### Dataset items
________________

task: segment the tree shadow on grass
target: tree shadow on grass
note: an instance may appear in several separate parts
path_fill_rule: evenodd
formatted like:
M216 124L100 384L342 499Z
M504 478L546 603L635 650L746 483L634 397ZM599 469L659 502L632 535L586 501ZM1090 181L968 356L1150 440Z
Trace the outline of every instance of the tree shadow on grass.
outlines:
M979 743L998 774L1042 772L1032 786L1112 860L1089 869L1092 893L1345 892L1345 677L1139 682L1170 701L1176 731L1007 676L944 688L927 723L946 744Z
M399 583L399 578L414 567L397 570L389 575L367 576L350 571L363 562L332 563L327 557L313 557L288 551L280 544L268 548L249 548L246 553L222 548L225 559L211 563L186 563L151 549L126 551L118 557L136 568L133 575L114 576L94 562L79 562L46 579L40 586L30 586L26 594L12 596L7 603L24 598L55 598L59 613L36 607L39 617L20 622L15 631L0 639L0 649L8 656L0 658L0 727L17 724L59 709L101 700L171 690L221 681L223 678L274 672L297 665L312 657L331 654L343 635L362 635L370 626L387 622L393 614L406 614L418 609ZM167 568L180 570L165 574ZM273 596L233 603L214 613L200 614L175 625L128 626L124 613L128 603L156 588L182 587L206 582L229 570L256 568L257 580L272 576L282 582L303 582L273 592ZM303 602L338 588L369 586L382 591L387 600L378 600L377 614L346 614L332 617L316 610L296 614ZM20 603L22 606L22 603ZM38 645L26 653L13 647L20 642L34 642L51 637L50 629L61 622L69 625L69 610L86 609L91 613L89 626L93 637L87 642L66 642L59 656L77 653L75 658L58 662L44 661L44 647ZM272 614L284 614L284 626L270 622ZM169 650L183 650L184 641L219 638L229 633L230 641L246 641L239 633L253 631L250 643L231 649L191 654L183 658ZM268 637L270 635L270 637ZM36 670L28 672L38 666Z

________________

### Problem details
Format every line of the records above as a Markdown table, omitting blank lines. Use two columns: "Row" for the row number and "Line" for the line itself.

### Answer below
| Row | Line |
|---|---|
| 1 | task: segment the tree shadow on grass |
| 2 | target: tree shadow on grass |
| 3 | note: an instance may appear in several separate parts |
| 4 | path_fill_rule: evenodd |
| 5 | formatted like: |
| 6 | M216 124L100 384L342 499Z |
| 7 | M504 478L546 603L635 650L746 483L634 397ZM599 469L659 502L632 535L586 501ZM1090 181L968 356L1150 440Z |
| 8 | Trace the outline of every instance of the tree shadow on grass. |
| 9 | outlines: |
| 10 | M979 743L998 774L1042 772L1032 786L1112 860L1089 869L1092 893L1345 892L1345 677L1139 682L1170 701L1176 731L1007 676L944 688L927 723L946 744Z |
| 11 | M399 583L399 578L414 567L397 570L389 575L367 576L350 571L363 562L332 563L327 557L313 557L288 551L280 544L268 548L249 548L246 553L222 548L225 559L211 563L186 563L151 549L126 551L118 557L136 568L133 575L114 576L94 562L79 562L46 579L40 586L30 586L26 594L12 596L7 603L24 598L55 598L59 613L36 607L39 617L20 622L15 631L0 639L0 649L8 656L0 658L0 727L17 724L59 709L101 700L171 690L221 681L223 678L274 672L297 665L312 657L331 654L343 635L362 635L370 626L387 622L393 614L406 614L418 609ZM167 568L180 570L165 574ZM273 596L233 603L214 613L200 614L175 625L128 626L124 613L128 603L156 588L182 587L206 582L229 570L256 568L257 580L272 576L282 582L303 582L273 592ZM303 602L338 588L369 586L382 591L387 600L378 600L377 614L346 614L332 617L316 610L296 614ZM20 603L22 606L22 603ZM38 645L26 653L13 647L20 642L34 642L51 637L50 629L61 622L69 625L69 610L86 609L91 613L89 626L93 637L87 642L66 642L59 656L77 653L75 658L58 662L44 661L44 647ZM272 614L284 614L284 626L270 622ZM169 650L183 650L184 641L219 638L229 633L230 641L246 641L239 633L253 631L250 643L231 649L191 654L183 658ZM268 637L270 635L270 637ZM36 670L28 672L38 666Z |